#### [Task brief]
Only the final stretch of the data is wanted: reproduce the line containing "Target: bicycle wheel" and each line after it, exactly.

Provided data START

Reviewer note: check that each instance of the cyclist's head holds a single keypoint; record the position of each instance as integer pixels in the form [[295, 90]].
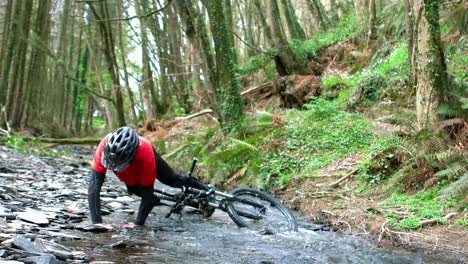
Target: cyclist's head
[[120, 149]]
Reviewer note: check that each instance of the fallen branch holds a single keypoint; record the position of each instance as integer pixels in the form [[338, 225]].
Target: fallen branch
[[383, 230], [257, 88], [436, 220], [77, 141], [204, 112], [347, 176]]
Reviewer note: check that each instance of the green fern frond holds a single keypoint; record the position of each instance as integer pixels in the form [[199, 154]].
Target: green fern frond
[[244, 144], [452, 171], [455, 188]]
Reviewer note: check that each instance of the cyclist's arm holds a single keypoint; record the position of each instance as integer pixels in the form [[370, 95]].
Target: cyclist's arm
[[94, 196], [166, 175]]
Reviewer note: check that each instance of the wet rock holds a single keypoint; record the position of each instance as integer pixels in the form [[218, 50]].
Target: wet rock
[[56, 249], [42, 260], [96, 228], [118, 244], [34, 216], [23, 243]]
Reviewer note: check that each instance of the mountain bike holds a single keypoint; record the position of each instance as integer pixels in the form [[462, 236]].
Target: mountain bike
[[247, 207]]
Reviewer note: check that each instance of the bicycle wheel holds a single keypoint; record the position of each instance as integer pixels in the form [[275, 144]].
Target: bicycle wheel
[[259, 211]]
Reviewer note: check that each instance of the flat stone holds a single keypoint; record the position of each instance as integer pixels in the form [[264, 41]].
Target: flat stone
[[34, 216]]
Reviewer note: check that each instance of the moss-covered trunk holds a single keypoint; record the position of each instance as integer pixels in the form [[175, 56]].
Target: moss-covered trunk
[[429, 64], [227, 87]]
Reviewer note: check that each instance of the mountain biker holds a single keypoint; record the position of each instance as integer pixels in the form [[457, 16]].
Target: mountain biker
[[136, 163]]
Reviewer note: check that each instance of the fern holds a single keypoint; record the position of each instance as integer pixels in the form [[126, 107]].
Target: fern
[[244, 144], [456, 188]]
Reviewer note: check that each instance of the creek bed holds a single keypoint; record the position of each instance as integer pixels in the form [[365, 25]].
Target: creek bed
[[43, 214]]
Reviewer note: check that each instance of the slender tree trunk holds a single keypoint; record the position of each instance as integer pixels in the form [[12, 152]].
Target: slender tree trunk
[[147, 83], [123, 57], [430, 64], [59, 82], [285, 60], [318, 11], [37, 82], [6, 18], [14, 31], [109, 54], [227, 87], [372, 22], [264, 21], [181, 91], [292, 22], [16, 97], [409, 29], [197, 33]]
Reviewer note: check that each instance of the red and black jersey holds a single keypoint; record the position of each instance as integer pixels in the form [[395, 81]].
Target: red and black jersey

Provided data END

#### [Finished task]
Target: bicycle wheel
[[259, 211]]
Reviewer note: check that each instance of the flat stone holds a single keypoint; record the position of each instance as integer pixels in the form [[264, 41]].
Target: flat stone
[[34, 216]]
Reviewer note: check that each instance of the moss-covered trunk holds a single keypoint; record the position of each instance as integer pixels in the form [[175, 56]].
Target: moss-covered trunk
[[429, 64], [227, 87]]
Reviewer note: check that each instance of the mountain biker holds a single keypoint; record the position of each instance as integer pixels in the form [[457, 16]].
Target: mountain biker
[[136, 163]]
Reviewer note: check that each instance of the fern holds a single keypoint; record the position of each instance as integer pixels in the form [[126, 107]].
Target: fern
[[244, 144], [456, 188]]
Reviewer note: check that each instance of the creek bed holds a single keypoint; record the position of each instance as integer pixels in the form [[365, 25]].
Target: creek bed
[[43, 214]]
Reviewer note: check that each instance of the slender tree trunk holds a single keypoint; record the position of each instance as integer pixels in the form [[12, 152]].
Target: slender tree trunk
[[147, 83], [123, 57], [430, 64], [59, 82], [285, 60], [318, 11], [37, 82], [6, 18], [14, 31], [109, 54], [227, 87], [372, 22], [264, 21], [181, 91], [292, 22], [16, 97], [409, 29], [197, 33]]
Reviewer note: check that each instance of the red and black jersey holds a single keypoint; record the position of each instance as integer pixels in the form [[395, 81]].
Target: red and black jersey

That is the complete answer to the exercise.